Passage to read:
Fifteen months after taking the reins of the hermit state following the death of his stoic father, North Korea’s 30-year-old leader appears to be careening toward the latter — at least on the surface.

Having disavowed his country’s armistice with South Korea and threatened to fire his increasingly capable missiles toward the United States, Kim has put the Korean Peninsula and Washington on a war footing. His behavior follows the playbook of his predecessors, with one notable and potentially dangerous departure that appears to have him backed into a corner.

“His father and his grandfather always figured into their provocation cycle an off-ramp of how to get out of it,” Adm. Samuel Locklear III, the commander of U.S. troops in the Pacific, told Congress last week. “It’s not clear to me that he has thought through how to get out of it. This is what makes this scenario, I think, particularly challenging.”

A cadre of North Korea scholars has spent decades piecing together a portrait of the eccentric, secretive Kim family by poring through mounds of propaganda, defector accounts and the limited, sporadic contact the regime has had with the West.

Records:

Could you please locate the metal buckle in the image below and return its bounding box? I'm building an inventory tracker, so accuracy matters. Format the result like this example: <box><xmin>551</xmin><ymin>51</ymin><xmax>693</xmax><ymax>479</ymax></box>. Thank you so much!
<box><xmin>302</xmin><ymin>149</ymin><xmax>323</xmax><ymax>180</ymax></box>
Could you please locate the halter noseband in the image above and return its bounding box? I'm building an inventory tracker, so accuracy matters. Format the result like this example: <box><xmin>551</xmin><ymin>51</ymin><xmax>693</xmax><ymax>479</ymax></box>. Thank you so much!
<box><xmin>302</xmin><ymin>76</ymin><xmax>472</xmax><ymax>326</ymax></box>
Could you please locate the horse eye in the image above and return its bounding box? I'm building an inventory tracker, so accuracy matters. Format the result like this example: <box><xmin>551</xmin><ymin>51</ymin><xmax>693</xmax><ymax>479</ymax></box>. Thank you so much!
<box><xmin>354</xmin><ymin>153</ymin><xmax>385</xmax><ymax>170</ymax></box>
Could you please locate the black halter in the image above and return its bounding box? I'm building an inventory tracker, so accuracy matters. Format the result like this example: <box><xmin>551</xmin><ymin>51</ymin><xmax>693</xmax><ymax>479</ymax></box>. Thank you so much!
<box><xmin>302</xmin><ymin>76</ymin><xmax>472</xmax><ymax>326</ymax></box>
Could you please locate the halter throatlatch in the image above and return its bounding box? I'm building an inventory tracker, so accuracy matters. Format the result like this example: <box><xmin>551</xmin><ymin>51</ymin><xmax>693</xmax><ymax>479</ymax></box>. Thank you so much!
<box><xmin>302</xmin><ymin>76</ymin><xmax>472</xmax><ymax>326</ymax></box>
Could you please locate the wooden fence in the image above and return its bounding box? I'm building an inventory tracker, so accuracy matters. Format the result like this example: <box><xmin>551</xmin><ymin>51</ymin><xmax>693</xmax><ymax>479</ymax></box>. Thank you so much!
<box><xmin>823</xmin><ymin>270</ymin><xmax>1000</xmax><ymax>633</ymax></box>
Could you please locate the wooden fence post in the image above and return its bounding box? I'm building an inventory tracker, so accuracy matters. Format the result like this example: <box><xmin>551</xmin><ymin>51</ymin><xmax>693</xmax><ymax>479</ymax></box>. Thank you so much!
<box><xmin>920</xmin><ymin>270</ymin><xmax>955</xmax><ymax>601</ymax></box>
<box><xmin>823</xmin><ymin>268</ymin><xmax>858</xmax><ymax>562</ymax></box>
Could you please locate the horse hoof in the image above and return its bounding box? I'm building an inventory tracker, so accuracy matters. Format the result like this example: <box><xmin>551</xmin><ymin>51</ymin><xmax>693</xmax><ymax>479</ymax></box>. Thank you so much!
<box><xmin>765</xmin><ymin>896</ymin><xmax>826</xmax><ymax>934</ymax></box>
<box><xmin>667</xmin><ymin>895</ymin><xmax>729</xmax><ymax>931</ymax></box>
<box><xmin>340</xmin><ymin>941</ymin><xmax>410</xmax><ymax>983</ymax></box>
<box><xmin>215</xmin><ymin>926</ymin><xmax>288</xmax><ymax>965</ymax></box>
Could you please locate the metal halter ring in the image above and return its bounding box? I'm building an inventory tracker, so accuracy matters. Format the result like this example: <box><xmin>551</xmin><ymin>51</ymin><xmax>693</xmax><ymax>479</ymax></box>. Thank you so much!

Exercise set:
• a. In the article on North Korea's young leader, who is identified as the commander of U.S. troops in the Pacific?
• b. Proceed with the article on North Korea's young leader, picking up from its final sentence.

Exercise results:
• a. Adm. Samuel Locklear III.

• b.
By declaring war on South Korea, he seems to be channeling his firebrand grandfather, Kim Il-Sung, the iconic founder of North Korea who plunged the region into a war that killed as many as 5 million people, including 35,500 American troops, in the 1950s. U.S. officials are on alert for a new provocative act tied to the elder Kim’s birthday, which is widely celebrated in North Korea, on Monday.

As Kim Jong-Un eases into the top job of a nation whose elite has long been presumed to be rife with intrigue and rivalries, he appears determined to assert a tight grip on the levers of power.

“He has an inferiority complex,” said Kongdan Oh Hassig, a North Korea expert at the Institute for Defense Analyses in Alexandria, Va. “He is trying to show that he has a strategic mind, that the military stands behind him and that no one stands against him.”

Steely resolve

As a child, Kim was impetuous and competitive to a fault, according to a 2003 memoir by the family’s former sushi chef, writing under the pseudonym Kenji Fujimoto. Kim Jong-Il adored his tempestuous son, according to Fujimoto, perhaps seeing in him the steely resolve that has kept the family firmly in control of the pariah state since its creation in 1948.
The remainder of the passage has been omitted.